**Text passage**
......

# ASUS External Bluray SBC-06D1S-U



## Dadi_oh

Anyone use one of these on their MP? I am not looking for Bluray playback. I want to rip my Bluray disc collection onto disk for use on my Macbook Pro Home Media Player. I run AnyDVD under Parallels on my Mac Pro so I guess the recognition of the drive would be through Windows running as a VM under Parallels. 

Anyone try this?

NCIX.com - Buy ASUS SBC-06D1S-U External Slim 6X Blu Ray Playback DVDRW Combo Drive Retail USB2.0 Black - ASUS - SBC-06D1S-U/DBLU/G/ACI/AS - in Canada


----------



## Guest

I'd be interested to find out if this works too. I'd love to start ripping my BD collection onto hard drive but haven't bothered to chase any of this down as of yet. Apparently there's also an OSX app that will rip (but no payback) BD's as well .. I forget the name offhand but it was reasonably inexpensive.

I really really wish Steve would just let us have freakin' blu-ray playback .. bag of hurt or not. Mac's used to be cutting edge as far as video playback went once upon a time ... now I suspect that we won't even have any optical drives soon enough  I mean windows has been able to do it for years now ... the fact that OSX can't is really egg in the face at this point in time.

EDIT: That link doesn't work


----------



## Dadi_oh

Thought I updated the link. Oh well. Hopefully this one works....


NCIX.com - Buy ASUS SBC-06D1S-U External Slim 6X Blu Ray Playback DVDRW Combo Drive Retail USB2.0 Black - ASUS - SBC-06D1S-U/DBLU/G/ACI/AS - in Canada


----------



## Amiga2000HD

The whole bag of hurt comment was with respect to the licensing process for Blu Ray. The licensing process was greatly simplified by the Blu Ray Disc Consortium a whileafter Steve Jobs made that comment so licensing isn't as much of an issue anymore.

Also, Apple has it better than the PC makers with respect to the DRM issue because they control both the hardware and the software. Blu Ray playback on PCs requires the software maker (Microsoft, typically) and the PC manufacturer (pick one) need to get playback working correctly but also the DRM measures required by the Blu Ray people working in both the software and hardware domains.

And yet, there's still no Blu Ray playback support on Macs despite the licensing difficulties largely being simplified and no need to co-ordinate support between multiple hardware and software companies. Apple's isn't interested in building the best multimedia computer available, in this case, Apple's interest extends no further than making sure their computers aren't able to infringe on iTunes store sales. Apple ceased to be a warm, fuzzy, love-in underdog computer company some time ago.

......

**Collected material**
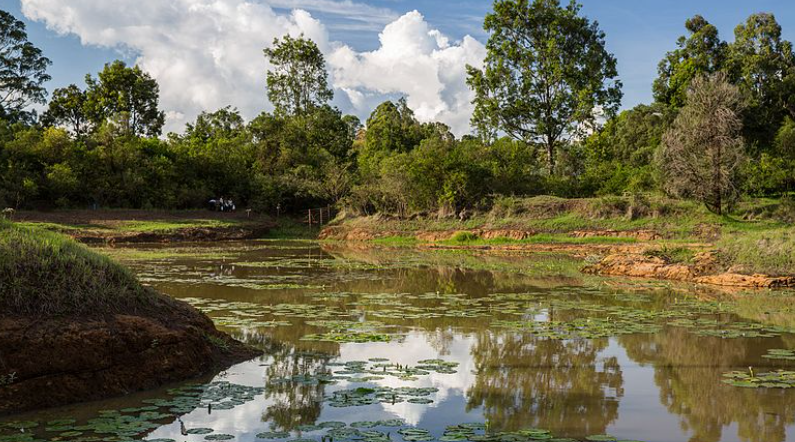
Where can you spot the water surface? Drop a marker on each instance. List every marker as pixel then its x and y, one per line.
pixel 449 338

......

**What to work on**
Reproduce the stretch of the Blu-ray drive thread from "Thought I updated" through "an issue anymore.".

**The result**
Thought I updated the link. Oh well. Hopefully this one works....


NCIX.com - Buy ASUS SBC-06D1S-U External Slim 6X Blu Ray Playback DVDRW Combo Drive Retail USB2.0 Black - ASUS - SBC-06D1S-U/DBLU/G/ACI/AS - in Canada


----------



## Amiga2000HD

The whole bag of hurt comment was with respect to the licensing process for Blu Ray. The licensing process was greatly simplified by the Blu Ray Disc Consortium a whileafter Steve Jobs made that comment so licensing isn't as much of an issue anymore.